** start of Material for this exercise **

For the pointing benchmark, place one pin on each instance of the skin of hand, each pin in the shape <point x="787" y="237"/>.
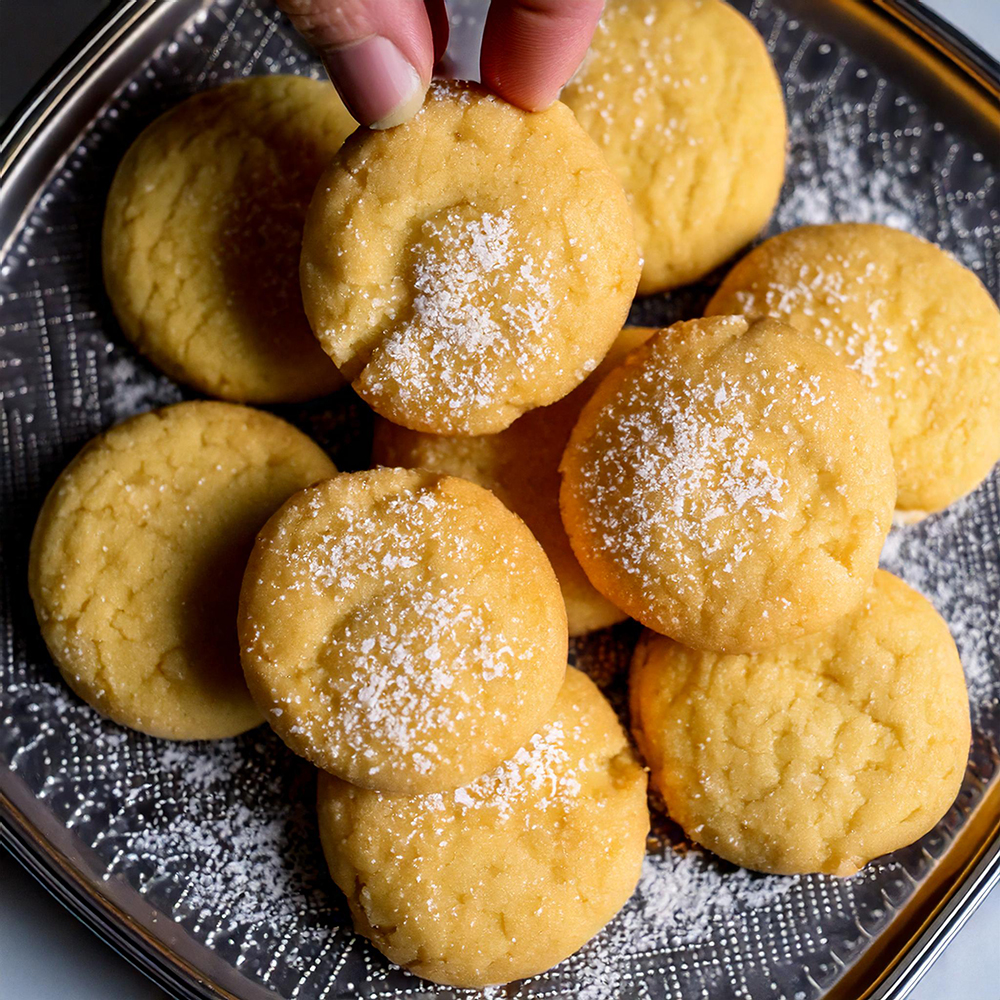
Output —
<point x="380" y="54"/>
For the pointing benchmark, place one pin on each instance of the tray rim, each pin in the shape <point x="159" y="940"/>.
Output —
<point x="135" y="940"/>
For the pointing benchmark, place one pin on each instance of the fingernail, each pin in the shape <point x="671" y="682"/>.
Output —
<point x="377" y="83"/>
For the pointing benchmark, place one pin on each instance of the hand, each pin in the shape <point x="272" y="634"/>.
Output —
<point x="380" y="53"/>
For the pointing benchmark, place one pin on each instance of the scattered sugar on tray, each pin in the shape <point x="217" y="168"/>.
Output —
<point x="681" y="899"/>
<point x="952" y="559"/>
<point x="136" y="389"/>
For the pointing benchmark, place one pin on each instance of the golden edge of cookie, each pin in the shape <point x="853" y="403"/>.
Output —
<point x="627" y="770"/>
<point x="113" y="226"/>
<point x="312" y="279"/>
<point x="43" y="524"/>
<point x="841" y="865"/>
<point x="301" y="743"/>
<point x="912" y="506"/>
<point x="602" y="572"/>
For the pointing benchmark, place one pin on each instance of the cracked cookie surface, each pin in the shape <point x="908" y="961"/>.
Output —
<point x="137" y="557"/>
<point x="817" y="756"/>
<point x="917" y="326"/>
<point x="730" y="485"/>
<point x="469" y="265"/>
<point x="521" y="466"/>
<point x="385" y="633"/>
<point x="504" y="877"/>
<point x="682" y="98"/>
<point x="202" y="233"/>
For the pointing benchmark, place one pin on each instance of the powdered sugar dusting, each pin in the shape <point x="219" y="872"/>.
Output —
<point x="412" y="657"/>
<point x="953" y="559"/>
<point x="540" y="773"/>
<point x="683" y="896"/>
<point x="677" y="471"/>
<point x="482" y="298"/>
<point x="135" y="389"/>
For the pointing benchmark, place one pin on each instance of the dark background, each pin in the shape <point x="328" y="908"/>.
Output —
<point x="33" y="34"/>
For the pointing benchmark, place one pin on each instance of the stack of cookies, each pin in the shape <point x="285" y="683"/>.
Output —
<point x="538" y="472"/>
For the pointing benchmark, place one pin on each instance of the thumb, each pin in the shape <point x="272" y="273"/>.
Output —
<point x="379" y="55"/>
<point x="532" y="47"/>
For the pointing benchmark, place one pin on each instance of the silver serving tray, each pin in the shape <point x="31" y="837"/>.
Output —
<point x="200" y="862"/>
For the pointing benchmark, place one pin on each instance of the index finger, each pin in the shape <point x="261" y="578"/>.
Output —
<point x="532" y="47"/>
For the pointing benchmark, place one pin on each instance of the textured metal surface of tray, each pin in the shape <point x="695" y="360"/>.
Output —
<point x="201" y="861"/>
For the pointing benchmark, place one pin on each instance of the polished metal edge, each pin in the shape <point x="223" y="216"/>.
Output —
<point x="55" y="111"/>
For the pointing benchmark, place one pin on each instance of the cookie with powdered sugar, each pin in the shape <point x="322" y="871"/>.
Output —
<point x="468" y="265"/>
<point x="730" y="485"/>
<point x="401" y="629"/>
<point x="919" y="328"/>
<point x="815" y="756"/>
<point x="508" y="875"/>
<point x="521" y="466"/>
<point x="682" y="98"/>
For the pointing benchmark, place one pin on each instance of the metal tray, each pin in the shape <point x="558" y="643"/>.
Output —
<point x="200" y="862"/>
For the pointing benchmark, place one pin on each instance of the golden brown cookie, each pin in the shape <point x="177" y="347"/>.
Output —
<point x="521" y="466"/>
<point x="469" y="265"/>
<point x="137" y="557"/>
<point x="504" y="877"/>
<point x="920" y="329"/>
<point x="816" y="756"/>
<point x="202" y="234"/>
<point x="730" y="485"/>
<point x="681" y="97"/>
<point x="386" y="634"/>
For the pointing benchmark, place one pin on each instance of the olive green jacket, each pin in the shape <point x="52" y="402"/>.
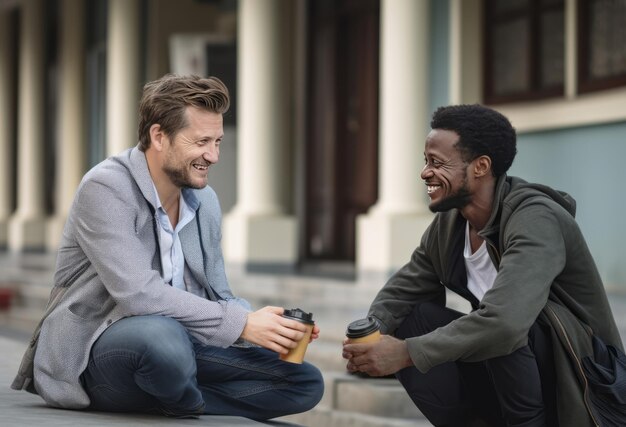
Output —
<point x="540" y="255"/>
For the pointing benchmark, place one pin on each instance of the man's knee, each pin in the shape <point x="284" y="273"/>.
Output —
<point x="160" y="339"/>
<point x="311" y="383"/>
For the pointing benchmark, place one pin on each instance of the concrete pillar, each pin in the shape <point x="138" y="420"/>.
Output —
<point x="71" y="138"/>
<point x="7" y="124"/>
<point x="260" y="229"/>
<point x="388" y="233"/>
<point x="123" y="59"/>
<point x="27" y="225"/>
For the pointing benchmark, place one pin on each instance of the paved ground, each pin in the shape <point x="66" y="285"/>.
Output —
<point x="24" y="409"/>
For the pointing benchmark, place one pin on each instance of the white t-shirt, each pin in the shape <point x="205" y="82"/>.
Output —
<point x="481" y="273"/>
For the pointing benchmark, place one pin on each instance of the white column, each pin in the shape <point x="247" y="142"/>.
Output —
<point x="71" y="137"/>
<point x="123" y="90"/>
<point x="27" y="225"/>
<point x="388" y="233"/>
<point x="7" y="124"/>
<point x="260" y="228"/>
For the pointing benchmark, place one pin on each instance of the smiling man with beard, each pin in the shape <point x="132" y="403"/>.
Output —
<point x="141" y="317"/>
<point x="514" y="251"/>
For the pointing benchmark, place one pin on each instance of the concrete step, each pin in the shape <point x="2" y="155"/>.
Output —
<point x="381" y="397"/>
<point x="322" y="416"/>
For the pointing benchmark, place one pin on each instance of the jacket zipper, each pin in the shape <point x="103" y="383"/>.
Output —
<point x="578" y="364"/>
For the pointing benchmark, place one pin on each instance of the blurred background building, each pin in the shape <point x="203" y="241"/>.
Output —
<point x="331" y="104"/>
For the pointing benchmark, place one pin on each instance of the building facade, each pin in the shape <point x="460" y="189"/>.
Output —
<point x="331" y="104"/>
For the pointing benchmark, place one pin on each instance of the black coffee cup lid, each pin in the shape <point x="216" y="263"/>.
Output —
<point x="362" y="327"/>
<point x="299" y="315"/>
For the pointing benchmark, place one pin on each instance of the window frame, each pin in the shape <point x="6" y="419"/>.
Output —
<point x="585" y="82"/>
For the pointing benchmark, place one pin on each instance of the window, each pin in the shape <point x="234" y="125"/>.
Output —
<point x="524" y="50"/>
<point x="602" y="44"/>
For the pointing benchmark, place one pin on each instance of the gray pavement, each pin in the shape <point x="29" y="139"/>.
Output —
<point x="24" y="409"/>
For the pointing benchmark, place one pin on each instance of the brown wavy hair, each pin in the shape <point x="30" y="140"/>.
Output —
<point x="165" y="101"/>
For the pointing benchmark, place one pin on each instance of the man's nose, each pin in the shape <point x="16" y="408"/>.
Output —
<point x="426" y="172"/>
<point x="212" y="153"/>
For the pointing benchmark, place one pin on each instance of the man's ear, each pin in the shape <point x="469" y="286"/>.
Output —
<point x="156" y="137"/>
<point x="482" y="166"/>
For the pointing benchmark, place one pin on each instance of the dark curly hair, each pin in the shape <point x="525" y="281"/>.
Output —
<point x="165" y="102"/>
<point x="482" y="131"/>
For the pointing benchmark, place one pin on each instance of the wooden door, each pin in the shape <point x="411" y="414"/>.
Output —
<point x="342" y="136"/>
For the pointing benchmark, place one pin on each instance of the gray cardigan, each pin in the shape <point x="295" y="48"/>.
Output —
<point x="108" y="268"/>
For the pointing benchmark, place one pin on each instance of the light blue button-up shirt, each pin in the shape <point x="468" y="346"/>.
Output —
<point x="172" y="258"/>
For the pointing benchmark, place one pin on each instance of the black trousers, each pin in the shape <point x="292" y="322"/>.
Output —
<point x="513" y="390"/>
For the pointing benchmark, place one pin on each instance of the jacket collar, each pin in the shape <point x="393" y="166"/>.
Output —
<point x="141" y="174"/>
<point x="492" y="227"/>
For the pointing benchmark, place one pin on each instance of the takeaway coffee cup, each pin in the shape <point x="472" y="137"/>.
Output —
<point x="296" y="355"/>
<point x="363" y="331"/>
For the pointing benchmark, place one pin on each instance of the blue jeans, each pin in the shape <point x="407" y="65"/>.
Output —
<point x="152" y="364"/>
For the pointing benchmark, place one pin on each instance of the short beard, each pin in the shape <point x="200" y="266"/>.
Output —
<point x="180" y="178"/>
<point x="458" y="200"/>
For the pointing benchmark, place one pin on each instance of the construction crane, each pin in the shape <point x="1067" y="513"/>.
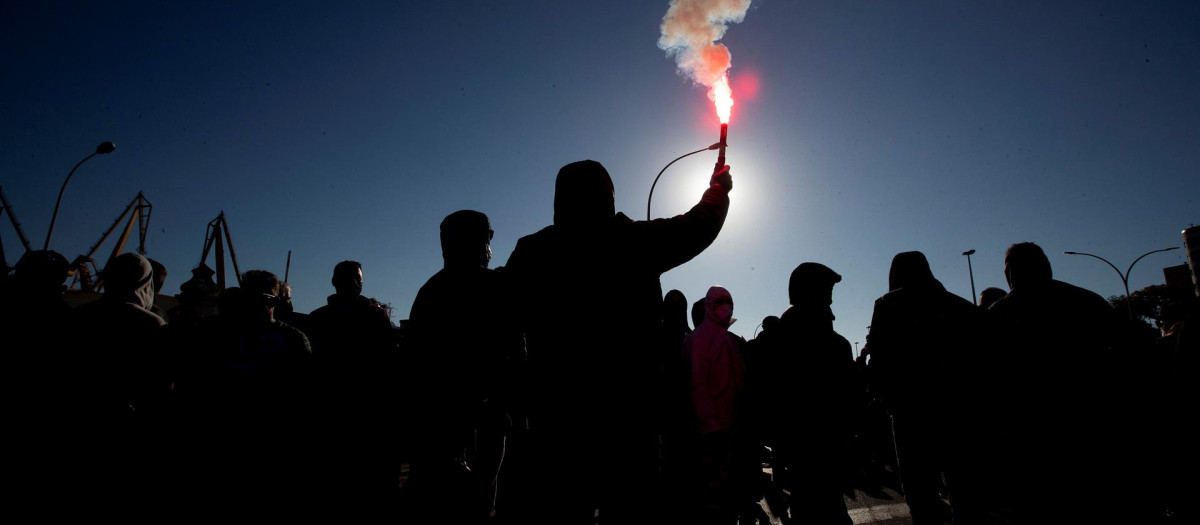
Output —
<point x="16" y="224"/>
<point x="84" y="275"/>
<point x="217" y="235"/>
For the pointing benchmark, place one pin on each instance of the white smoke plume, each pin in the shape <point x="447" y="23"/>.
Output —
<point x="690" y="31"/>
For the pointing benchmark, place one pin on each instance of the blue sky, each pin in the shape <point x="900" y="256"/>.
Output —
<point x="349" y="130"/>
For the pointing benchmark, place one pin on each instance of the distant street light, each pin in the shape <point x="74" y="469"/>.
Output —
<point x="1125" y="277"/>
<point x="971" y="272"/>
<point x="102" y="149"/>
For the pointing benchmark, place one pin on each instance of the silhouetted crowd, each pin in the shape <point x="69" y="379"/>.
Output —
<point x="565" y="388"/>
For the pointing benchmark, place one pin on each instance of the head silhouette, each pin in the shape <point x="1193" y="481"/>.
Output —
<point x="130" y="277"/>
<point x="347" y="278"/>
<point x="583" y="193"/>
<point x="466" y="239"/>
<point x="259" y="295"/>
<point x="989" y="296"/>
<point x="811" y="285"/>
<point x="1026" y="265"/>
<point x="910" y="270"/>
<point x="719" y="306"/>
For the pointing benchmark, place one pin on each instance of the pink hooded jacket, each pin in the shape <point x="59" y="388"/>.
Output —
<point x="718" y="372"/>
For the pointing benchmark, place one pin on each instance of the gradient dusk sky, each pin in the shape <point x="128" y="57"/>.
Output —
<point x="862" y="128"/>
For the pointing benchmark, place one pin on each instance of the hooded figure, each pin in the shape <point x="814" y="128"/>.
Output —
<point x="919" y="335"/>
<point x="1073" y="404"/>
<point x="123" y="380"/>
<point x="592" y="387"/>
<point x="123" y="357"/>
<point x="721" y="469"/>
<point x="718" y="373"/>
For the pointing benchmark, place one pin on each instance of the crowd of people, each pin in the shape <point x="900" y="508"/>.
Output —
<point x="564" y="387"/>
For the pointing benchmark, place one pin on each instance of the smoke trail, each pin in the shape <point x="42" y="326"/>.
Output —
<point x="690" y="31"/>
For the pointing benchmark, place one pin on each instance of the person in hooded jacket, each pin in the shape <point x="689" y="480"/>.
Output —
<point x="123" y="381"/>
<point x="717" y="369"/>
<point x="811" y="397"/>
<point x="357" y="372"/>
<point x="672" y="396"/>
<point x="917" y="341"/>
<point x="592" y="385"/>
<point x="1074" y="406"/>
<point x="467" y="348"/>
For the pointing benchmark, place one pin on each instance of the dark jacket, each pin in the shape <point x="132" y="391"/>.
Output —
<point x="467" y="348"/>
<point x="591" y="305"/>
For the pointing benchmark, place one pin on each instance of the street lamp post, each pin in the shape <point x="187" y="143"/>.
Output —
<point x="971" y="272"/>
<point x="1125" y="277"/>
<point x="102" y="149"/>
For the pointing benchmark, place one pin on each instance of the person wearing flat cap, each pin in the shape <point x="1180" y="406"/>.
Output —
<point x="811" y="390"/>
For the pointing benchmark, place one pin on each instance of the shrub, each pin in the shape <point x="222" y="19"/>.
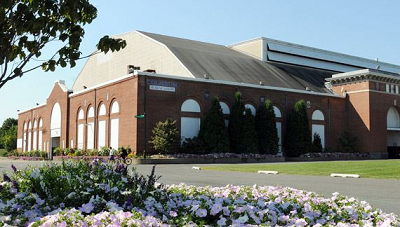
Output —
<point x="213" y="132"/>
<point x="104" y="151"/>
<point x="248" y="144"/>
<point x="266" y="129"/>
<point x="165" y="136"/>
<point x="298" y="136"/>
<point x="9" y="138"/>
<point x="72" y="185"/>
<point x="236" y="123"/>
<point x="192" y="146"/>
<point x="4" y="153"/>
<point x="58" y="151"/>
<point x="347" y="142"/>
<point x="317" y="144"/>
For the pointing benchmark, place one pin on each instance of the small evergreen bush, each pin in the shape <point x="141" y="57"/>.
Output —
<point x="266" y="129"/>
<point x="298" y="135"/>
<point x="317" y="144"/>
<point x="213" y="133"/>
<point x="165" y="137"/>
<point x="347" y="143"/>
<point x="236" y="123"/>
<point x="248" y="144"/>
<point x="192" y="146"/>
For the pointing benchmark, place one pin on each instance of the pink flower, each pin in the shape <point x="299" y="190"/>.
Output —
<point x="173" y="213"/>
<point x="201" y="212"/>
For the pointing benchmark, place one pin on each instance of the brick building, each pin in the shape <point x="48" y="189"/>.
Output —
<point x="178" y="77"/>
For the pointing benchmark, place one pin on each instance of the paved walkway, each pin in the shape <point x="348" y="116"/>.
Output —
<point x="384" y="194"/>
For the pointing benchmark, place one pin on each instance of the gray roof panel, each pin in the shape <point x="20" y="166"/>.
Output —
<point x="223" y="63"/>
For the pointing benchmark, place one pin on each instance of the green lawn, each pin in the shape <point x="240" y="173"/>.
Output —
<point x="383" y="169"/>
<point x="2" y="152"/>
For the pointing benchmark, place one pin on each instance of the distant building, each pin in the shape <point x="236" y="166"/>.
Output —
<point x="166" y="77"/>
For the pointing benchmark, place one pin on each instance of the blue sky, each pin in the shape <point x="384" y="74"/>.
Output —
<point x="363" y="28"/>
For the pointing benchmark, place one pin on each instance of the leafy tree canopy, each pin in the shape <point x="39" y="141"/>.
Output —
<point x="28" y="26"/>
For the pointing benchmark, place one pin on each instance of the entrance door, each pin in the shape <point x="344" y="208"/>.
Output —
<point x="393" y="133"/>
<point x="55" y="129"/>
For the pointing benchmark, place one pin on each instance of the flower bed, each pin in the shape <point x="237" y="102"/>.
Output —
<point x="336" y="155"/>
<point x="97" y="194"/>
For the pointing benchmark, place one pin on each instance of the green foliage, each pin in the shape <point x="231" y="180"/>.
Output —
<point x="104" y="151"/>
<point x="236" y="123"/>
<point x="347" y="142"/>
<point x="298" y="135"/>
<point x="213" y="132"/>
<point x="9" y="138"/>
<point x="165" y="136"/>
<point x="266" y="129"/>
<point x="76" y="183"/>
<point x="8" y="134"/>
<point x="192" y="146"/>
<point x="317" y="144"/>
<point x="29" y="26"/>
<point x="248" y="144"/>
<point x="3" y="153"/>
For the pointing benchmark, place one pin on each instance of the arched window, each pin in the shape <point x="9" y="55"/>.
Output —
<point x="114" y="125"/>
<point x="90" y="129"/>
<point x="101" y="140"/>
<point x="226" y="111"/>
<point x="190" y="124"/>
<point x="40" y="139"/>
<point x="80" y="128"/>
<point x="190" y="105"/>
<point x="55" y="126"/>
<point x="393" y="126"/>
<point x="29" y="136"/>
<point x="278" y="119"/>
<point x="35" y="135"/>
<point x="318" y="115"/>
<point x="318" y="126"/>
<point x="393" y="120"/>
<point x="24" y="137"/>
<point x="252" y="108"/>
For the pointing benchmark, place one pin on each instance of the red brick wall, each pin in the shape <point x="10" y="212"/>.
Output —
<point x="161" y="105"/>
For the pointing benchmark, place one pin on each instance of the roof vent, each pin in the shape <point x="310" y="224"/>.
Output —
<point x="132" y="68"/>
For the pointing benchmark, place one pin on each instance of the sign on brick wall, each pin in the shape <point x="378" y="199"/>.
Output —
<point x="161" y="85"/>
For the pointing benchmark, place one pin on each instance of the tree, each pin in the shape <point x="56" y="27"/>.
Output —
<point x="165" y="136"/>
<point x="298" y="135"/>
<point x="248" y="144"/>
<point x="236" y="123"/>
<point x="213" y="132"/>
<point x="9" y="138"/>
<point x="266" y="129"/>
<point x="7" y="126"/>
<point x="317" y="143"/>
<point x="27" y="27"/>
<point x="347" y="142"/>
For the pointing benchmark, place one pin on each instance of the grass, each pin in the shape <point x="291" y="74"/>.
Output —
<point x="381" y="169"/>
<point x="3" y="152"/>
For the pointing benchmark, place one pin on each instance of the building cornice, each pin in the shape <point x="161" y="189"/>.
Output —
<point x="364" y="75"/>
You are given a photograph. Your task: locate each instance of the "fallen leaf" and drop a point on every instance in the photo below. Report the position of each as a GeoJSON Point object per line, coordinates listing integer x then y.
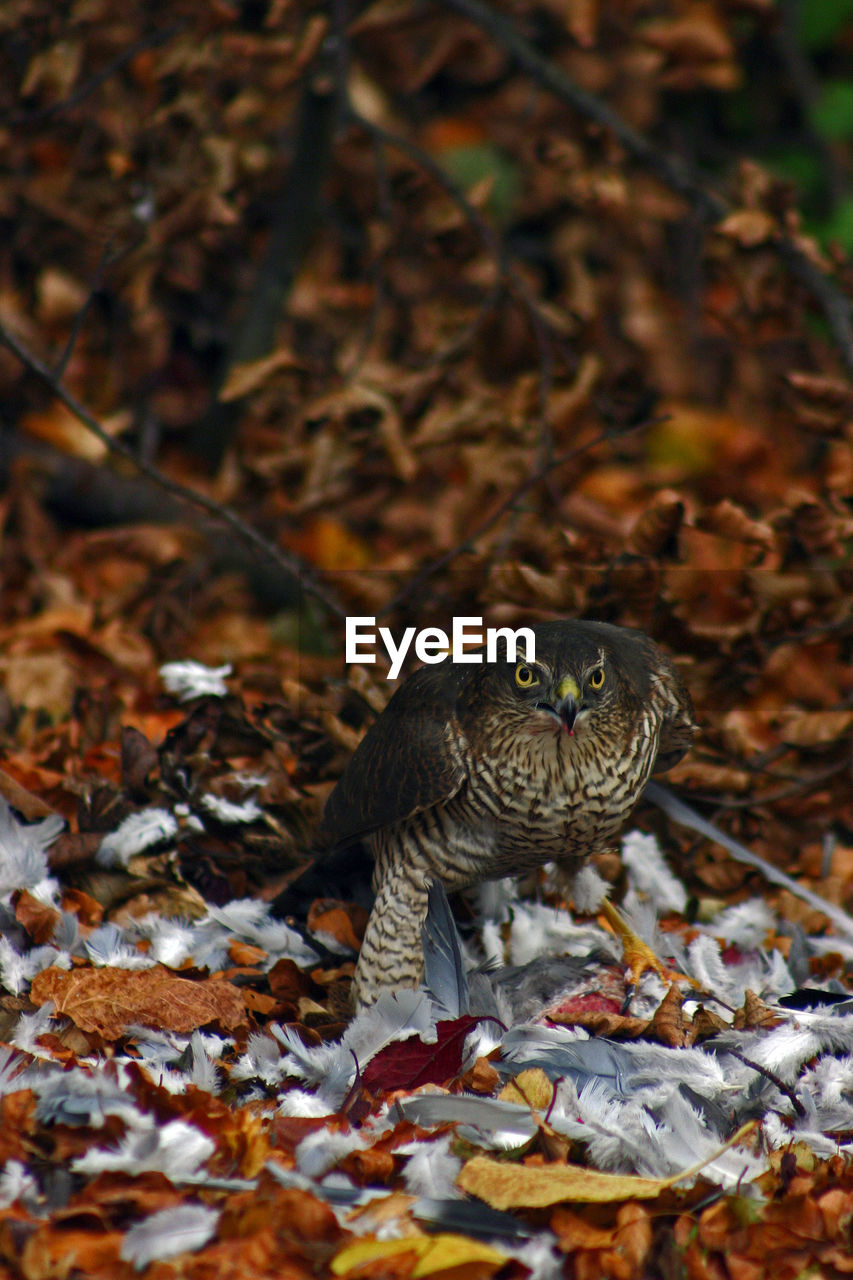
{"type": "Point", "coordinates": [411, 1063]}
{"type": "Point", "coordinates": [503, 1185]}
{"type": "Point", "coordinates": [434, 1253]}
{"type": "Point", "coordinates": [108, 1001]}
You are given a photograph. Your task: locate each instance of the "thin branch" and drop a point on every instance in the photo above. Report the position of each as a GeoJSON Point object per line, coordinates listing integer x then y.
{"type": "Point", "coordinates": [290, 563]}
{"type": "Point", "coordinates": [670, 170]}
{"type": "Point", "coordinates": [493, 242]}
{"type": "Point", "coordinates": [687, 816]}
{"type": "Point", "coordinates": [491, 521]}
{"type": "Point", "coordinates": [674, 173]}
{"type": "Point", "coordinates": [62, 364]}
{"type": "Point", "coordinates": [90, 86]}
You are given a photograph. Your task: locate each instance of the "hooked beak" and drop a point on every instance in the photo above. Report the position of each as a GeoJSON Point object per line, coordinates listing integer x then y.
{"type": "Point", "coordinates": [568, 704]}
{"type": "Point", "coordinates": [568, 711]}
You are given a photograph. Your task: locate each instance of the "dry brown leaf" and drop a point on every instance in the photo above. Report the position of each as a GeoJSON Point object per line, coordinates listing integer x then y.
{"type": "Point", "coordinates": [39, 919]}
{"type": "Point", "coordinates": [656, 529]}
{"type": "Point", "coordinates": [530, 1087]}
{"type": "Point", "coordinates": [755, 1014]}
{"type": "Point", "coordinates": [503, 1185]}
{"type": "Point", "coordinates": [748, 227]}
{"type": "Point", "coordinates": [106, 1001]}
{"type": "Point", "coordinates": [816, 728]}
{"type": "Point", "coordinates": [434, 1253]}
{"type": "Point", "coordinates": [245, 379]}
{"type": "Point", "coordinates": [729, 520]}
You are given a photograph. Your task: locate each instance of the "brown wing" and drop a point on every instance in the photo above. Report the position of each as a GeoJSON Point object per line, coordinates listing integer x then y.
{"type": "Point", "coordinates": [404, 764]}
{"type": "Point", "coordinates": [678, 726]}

** end of Material for this exercise **

## [Problem statement]
Return each line of the listing above that contains the string "surface", copying those lines in full. Uppercase and lowercase letters must match.

## [Finished answer]
For the pointing benchmark, place one pin on each instance of the cracked cookie surface, each pin in the shape <point x="908" y="961"/>.
For the pointing benchmark, place one pin on each instance of the textured metal surface of tray, each pin in the shape <point x="695" y="360"/>.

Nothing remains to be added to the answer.